JAKARTA – Pada malam gelap tanggal 7 Desember 2020, enam anggota Front Pembela Islam (FPI) meninggal dunia di Kilometer 50 Tol Jakarta-Cikampek dalam insiden yang kemudian dikenal sebagai “Tragedi KM 50.”

Peristiwa ini menimbulkan banyak tanda tanya dan perdebatan, yang hingga kini masih menyisakan duka mendalam bagi keluarga korban dan para pendukung FPI yang terus mencari keadilan dan kejelasan atas apa yang sebenarnya terjadi.

Insiden bermula dari upaya pengintaian dan pembuntutan terhadap Habib Rizieq Shihab saat dalam perjalanan. Menurut versi resmi kepolisian, penembakan tersebut dilakukan sebagai tindakan pembelaan diri karena adanya perlawanan dari anggota FPI.

Namun, narasi ini menuai keraguan, termasuk dari Komisi Nasional Hak Asasi Manusia (Komnas HAM), yang menyimpulkan bahwa kematian enam anggota FPI tersebut merupakan bentuk “unlawful killing” atau pembunuhan di luar hukum.

* Tugas Anda
Salin kembali seluruh berita tentang Tragedi KM 50 di atas kata demi kata tanpa mengubah apa pun.

* Data Hasil Ekstraksi
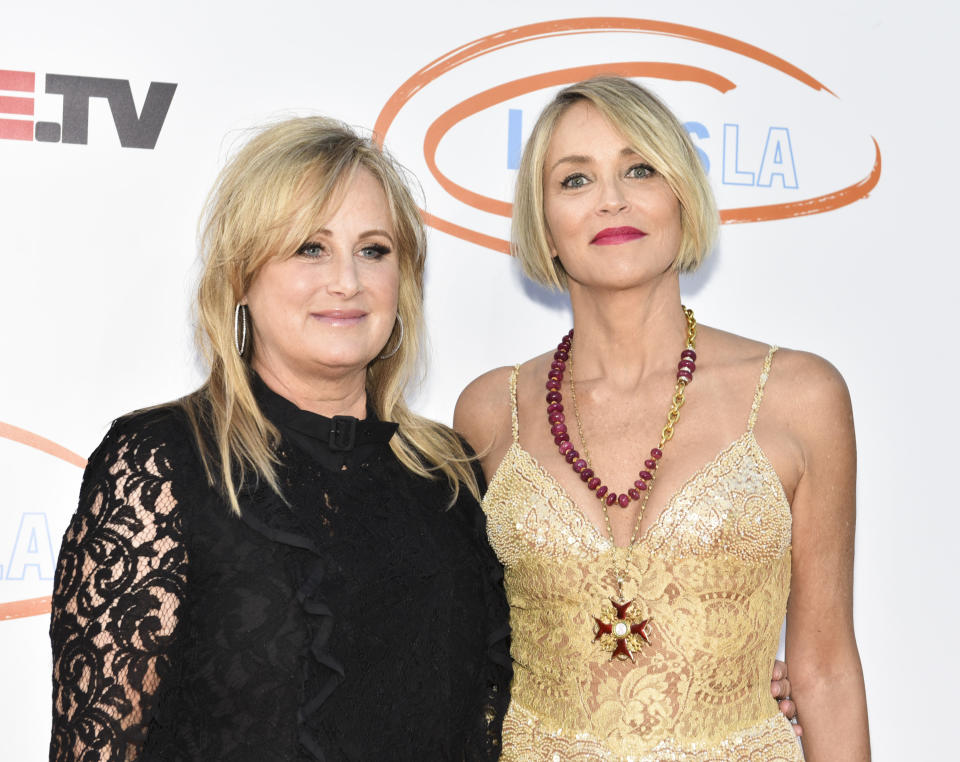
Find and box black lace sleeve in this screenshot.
[461,454,513,762]
[50,411,189,762]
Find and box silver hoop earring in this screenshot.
[233,303,247,357]
[380,312,403,360]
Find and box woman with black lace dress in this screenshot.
[50,118,510,762]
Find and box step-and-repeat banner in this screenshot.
[0,0,960,761]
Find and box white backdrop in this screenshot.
[0,0,960,761]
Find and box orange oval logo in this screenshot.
[374,18,881,253]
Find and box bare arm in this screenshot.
[453,368,513,483]
[786,355,870,762]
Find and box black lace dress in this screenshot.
[50,381,510,762]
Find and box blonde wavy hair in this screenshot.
[181,117,480,512]
[511,76,720,289]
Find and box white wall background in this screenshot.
[0,0,960,760]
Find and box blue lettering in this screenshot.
[721,124,754,185]
[507,108,523,169]
[7,513,54,579]
[757,127,797,188]
[683,122,710,174]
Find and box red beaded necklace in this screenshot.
[547,307,697,508]
[547,307,697,660]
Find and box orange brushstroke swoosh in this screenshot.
[0,421,87,622]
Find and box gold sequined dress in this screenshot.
[484,347,803,762]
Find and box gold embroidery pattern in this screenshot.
[484,352,803,762]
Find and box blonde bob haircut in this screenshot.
[181,117,479,512]
[511,76,719,290]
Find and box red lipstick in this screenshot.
[590,227,647,246]
[310,310,367,325]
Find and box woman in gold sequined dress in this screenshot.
[455,77,869,762]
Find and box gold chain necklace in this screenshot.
[547,307,697,660]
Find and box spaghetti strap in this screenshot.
[747,345,779,431]
[510,364,520,444]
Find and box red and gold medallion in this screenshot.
[546,305,697,661]
[593,598,652,661]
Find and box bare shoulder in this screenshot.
[453,366,513,460]
[768,349,850,418]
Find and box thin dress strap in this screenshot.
[510,364,520,444]
[747,345,779,431]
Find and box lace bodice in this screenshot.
[484,351,802,762]
[50,390,509,762]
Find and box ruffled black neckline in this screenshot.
[251,373,398,471]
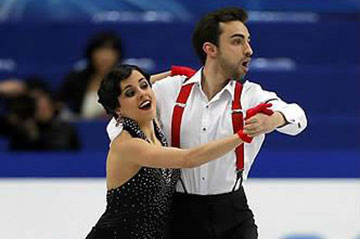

* Penyelesaian Latihan
JAKARTA – Pada malam gelap tanggal 7 Desember 2020, enam anggota Front Pembela Islam (FPI) meninggal dunia di Kilometer 50 Tol Jakarta-Cikampek dalam insiden yang kemudian dikenal sebagai “Tragedi KM 50.”

Peristiwa ini menimbulkan banyak tanda tanya dan perdebatan, yang hingga kini masih menyisakan duka mendalam bagi keluarga korban dan para pendukung FPI yang terus mencari keadilan dan kejelasan atas apa yang sebenarnya terjadi.

Insiden bermula dari upaya pengintaian dan pembuntutan terhadap Habib Rizieq Shihab saat dalam perjalanan. Menurut versi resmi kepolisian, penembakan tersebut dilakukan sebagai tindakan pembelaan diri karena adanya perlawanan dari anggota FPI.

Namun, narasi ini menuai keraguan, termasuk dari Komisi Nasional Hak Asasi Manusia (Komnas HAM), yang menyimpulkan bahwa kematian enam anggota FPI tersebut merupakan bentuk “unlawful killing” atau pembunuhan di luar hukum.